- Listing:
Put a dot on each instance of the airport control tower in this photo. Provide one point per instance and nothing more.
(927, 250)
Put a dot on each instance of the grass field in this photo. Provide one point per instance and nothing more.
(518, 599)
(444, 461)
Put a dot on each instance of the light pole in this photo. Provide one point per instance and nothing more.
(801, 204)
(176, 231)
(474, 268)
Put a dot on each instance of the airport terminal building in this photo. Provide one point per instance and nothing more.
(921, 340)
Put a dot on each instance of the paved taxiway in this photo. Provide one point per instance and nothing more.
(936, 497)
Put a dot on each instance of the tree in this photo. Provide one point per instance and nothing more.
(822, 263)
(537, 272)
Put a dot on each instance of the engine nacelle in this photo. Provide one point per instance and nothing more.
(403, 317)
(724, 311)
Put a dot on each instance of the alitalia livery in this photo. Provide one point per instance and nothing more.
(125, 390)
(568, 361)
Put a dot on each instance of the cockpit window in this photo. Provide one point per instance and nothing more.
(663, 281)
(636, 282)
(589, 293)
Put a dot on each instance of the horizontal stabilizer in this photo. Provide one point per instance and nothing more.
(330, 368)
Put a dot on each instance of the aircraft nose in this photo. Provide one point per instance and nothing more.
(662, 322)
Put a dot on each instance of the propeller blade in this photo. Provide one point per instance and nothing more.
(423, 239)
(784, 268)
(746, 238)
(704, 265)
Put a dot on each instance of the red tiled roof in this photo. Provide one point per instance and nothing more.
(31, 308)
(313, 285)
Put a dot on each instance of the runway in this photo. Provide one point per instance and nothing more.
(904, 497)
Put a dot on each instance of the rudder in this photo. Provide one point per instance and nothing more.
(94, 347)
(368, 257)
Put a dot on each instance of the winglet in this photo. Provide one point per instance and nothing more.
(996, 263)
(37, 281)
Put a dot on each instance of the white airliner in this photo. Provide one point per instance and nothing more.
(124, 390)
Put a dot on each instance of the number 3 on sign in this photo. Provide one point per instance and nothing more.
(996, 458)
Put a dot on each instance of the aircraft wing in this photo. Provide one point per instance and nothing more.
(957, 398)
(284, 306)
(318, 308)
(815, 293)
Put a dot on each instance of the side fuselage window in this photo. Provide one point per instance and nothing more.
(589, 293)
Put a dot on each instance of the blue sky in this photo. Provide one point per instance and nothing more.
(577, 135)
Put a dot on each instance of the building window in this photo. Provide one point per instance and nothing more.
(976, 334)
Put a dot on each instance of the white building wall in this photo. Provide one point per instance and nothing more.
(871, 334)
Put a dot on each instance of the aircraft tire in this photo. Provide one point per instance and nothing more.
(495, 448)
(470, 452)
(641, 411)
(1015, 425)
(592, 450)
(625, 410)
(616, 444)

- What is expected: Set out the complete listing exactly as shown.

- Result of the task:
Put a dot on each instance of the airport control tower in this photo. Provide one point per instance and nothing more.
(927, 250)
Put a dot on each instance of the grass field in this photo. Provide one point per instance and nothing more.
(518, 599)
(444, 461)
Put a dot on each instance of the light pole in this photo. Provide one point per instance and nothing more.
(801, 204)
(176, 231)
(474, 268)
Put a dot on each instance of the airport terminal building in this photo. Provide one point per instance and nothing more.
(921, 340)
Put a dot on each instance of the paved taxiway in this photo. Provide one point per instance and nothing more.
(936, 497)
Put a dot on each instance of the tree in this photo. Provide one point per instance and nothing more.
(822, 263)
(537, 272)
Put a dot on each instance of the engine nacelle in this photo. Provide one point per instance and nothing more.
(403, 317)
(724, 311)
Put a dot on each instance of the alitalia livery in this photo. Provide one point per instance and nothing more.
(125, 390)
(568, 361)
Put a dot on each instance of the cockpit window in this photo. Provide one point per instance and nothing more.
(663, 281)
(636, 282)
(589, 293)
Put a dot on each instance of the horizontal stabilizer in this photo. Provide one point per instance and nothing more.
(330, 368)
Put a dot on each instance of the aircraft nose in this photo. Provide one point per instance and nothing more.
(662, 322)
Put a dot on each instance of the propeller blade in this photo. Provide one point per instance and nothing more.
(423, 239)
(784, 268)
(746, 238)
(704, 265)
Put a dot on each instance of the red tiled roof in this photo. Provide one point per instance and nothing more.
(31, 308)
(313, 285)
Put a dot on each instance of the runway in this photo. Provide one point per instance and nothing more.
(904, 497)
Put a dot on each instance of the rudder in this photo. Provide one point per instance and nothing more.
(94, 347)
(368, 257)
Put a dot on each instance of the winglet in this photo. Provide one point per instance and nothing more.
(996, 263)
(37, 281)
Put a dot on each instance of the white airliner in this photo. Provide one point per instance and nothing more.
(124, 390)
Put a dot on each instance of the number 3 on sign in this photo. Provide one point per instance and nothing more.
(996, 458)
Put a dot on each instance of the aircraft wing in this photo. Provide one point per instance and nothing more.
(957, 398)
(284, 306)
(318, 308)
(815, 293)
Put a dot on each instance of the side fuselage window in this photo. Provide one point per instance and nothing more.
(589, 293)
Put a dot on each instance of the blue sky in this photo. Provide one point per instance and nothing more.
(577, 135)
Put a dot on each instance of the building window in this photo. Provide one point per instance and nothing more.
(976, 334)
Put a dot on each instance of the white building wall in this photo. Provide one point per instance and nothing more.
(871, 334)
Put a dot on each instance of the aircraft tire in this photo. Provide one point per instance and nothing more.
(495, 448)
(470, 452)
(641, 411)
(1015, 425)
(592, 450)
(625, 410)
(616, 444)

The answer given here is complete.